===== Raw data

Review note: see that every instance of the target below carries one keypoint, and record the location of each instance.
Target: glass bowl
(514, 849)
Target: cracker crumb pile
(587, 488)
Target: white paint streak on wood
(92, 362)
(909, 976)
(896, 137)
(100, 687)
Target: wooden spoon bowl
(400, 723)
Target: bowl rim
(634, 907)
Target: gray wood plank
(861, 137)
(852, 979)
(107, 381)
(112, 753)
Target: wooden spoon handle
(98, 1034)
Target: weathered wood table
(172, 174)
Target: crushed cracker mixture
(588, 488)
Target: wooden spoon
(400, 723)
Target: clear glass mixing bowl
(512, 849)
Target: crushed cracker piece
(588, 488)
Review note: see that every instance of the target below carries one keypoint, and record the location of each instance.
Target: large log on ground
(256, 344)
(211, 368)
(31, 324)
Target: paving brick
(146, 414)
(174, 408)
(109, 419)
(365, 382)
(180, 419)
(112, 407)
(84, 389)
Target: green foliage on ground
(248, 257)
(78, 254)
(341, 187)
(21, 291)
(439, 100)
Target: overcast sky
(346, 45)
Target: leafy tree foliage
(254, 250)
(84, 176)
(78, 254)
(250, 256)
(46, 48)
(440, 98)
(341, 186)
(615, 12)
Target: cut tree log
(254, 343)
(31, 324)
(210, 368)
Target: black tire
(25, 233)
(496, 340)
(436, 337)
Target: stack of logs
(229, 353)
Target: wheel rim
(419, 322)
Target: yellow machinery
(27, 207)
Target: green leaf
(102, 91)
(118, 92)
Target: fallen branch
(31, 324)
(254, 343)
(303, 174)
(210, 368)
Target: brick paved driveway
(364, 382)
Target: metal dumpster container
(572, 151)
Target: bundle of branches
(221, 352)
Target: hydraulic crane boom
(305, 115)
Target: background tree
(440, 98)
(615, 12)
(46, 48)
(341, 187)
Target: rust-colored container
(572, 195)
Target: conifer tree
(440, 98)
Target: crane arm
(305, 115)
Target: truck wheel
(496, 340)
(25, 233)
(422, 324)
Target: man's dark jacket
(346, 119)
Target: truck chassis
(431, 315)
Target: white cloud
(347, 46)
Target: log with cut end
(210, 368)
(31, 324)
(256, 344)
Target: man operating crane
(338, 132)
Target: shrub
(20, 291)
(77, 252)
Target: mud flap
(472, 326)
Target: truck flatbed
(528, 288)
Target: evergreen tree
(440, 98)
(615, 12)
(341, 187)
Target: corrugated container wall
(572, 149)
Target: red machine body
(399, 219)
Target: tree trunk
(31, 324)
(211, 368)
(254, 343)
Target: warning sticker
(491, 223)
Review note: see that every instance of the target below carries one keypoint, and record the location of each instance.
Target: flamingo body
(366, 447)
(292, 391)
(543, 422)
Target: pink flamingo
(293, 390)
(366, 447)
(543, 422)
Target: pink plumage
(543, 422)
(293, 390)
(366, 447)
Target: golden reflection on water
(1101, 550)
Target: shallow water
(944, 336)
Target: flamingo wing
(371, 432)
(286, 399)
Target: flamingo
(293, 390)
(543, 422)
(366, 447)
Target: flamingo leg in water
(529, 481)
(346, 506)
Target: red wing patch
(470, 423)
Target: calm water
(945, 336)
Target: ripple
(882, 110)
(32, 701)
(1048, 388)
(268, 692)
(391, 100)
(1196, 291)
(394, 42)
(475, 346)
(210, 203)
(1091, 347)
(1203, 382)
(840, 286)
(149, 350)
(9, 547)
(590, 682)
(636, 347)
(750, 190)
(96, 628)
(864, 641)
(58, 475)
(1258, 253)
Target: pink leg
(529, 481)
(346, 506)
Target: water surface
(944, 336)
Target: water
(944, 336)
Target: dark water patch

==========

◆ Aim of the exercise ◆
Output all records verbatim.

◆ Result of this exercise ◆
Review note: see that every instance of the target below carries one keypoint, and record the location of each instance.
Target: glass bowl
(514, 849)
Target: cracker crumb pile
(587, 488)
Target: white paint streak on wood
(92, 362)
(909, 976)
(896, 137)
(100, 687)
Target: wooden spoon bowl
(400, 723)
Target: bowl rim
(634, 907)
Target: gray wood plank
(861, 137)
(852, 979)
(107, 381)
(112, 753)
Target: wooden spoon handle
(98, 1034)
Target: weathered wood table
(172, 174)
Target: crushed cracker mixture
(588, 488)
Target: wooden spoon
(400, 723)
Target: clear glass mixing bowl
(512, 849)
Target: crushed cracker piece
(588, 488)
Review note: see that every instance of the target below carries one keypoint, and record the location of each instance.
Target: large log on ground
(256, 344)
(211, 368)
(31, 324)
Target: paving brick
(146, 414)
(174, 408)
(109, 419)
(365, 382)
(180, 419)
(112, 407)
(84, 389)
Target: green foliage on ground
(248, 257)
(78, 254)
(341, 187)
(21, 291)
(439, 100)
Target: overcast sky
(346, 45)
Target: leafy tree foliage
(254, 250)
(84, 176)
(78, 254)
(250, 256)
(46, 48)
(440, 98)
(341, 186)
(615, 12)
Target: cut tree log
(254, 343)
(31, 324)
(210, 368)
Target: black tire
(25, 233)
(496, 340)
(436, 337)
Target: stack of logs
(229, 353)
Target: wheel rim
(419, 322)
Target: yellow machinery
(27, 207)
Target: green leaf
(102, 91)
(118, 92)
Target: fallen branch
(31, 324)
(254, 343)
(303, 174)
(210, 368)
Target: brick paved driveway
(364, 382)
Target: metal dumpster container
(572, 151)
Target: bundle of branches
(221, 352)
Target: hydraulic crane boom
(305, 115)
Target: background tree
(440, 98)
(615, 12)
(46, 48)
(341, 187)
Target: rust-colored container
(572, 195)
Target: conifer tree
(440, 98)
Target: crane arm
(305, 115)
Target: truck wheel
(496, 340)
(25, 233)
(422, 324)
Target: man's dark jacket
(346, 119)
Target: truck chassis
(431, 315)
Target: white cloud
(347, 46)
Target: log with cut end
(210, 368)
(31, 324)
(256, 344)
Target: man operating crane
(338, 132)
Target: shrub
(20, 291)
(77, 252)
Target: mud flap
(472, 326)
Target: truck flatbed
(528, 288)
Target: evergreen tree
(440, 98)
(615, 12)
(341, 187)
Target: corrugated container wall
(572, 149)
Target: red machine body
(399, 219)
Target: tree trunk
(31, 324)
(211, 368)
(254, 343)
Target: warning sticker
(491, 223)
Review note: see that every instance of the target below carries one keypoint, and record the location of each instance.
Target: flamingo body
(366, 447)
(292, 391)
(543, 422)
Target: pink flamingo
(293, 390)
(366, 447)
(543, 422)
Target: pink plumage
(543, 422)
(293, 390)
(366, 447)
Target: golden reflection on water
(1101, 550)
Target: shallow water
(944, 336)
Target: flamingo wing
(371, 432)
(286, 399)
Target: flamingo
(293, 390)
(543, 422)
(366, 447)
Target: flamingo leg in water
(529, 481)
(346, 506)
Target: red wing patch
(470, 423)
Target: calm water
(945, 336)
Target: ripple
(882, 110)
(32, 701)
(1048, 388)
(268, 692)
(391, 100)
(1196, 291)
(394, 42)
(475, 346)
(210, 203)
(1091, 347)
(1203, 382)
(840, 286)
(149, 350)
(9, 547)
(590, 682)
(636, 347)
(750, 190)
(96, 628)
(864, 641)
(58, 475)
(1258, 253)
Target: pink leg
(529, 481)
(346, 506)
Target: water surface
(944, 336)
Target: water
(944, 336)
Target: dark water patch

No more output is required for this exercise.